(READING TEXT begins)

In the Time of COVID. Day 21
April 8th, 2020
Boxes of Joy, Boxes of Sorrows
There are some boxes in my closet that have been bugging me. I want them out of there. We have a shed out back but first I had to open them and I thought, get ride of things I no longer need.
We have lived in this house for 20 years and we have been married 38. We each had boxes when we met. Our kids filled boxes. When they moved out, they left boxes behind. We have boxes of memories and boxes of folk art that we collected on vacations. There are boxes of photos and boxes of baby cloths. For a long time, after she passed, we had my mother-in-law’s boxes. That woman saved everything, like a letter from her sister in 1939. She also saved checks and check books and deeds from properties they sold over 60 years of marriage. She saved birthday cards and receipts from every piece of cut glass and paintings and furniture she ever bought.

(READING TEXT ends)

**WHAT THE EXERCISE ASKS**
Please copy the essay on boxes from "In the Time" to "no longer need.", word for word. The listing comes from a different source than the essay on boxes.

(DATA PROVIDED begins)

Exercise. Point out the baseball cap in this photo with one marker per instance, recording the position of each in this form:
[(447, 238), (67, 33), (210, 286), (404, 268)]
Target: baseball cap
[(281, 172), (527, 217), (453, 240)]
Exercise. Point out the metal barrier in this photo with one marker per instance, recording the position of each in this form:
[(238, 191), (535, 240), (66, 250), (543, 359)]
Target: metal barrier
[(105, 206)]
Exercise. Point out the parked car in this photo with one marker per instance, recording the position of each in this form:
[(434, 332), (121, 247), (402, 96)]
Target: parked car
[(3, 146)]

(DATA PROVIDED ends)

**EXERCISE SOLUTION**
In the Time of COVID. Day 21
April 8th, 2020
Boxes of Joy, Boxes of Sorrows
There are some boxes in my closet that have been bugging me. I want them out of there. We have a shed out back but first I had to open them and I thought, get ride of things I no longer need.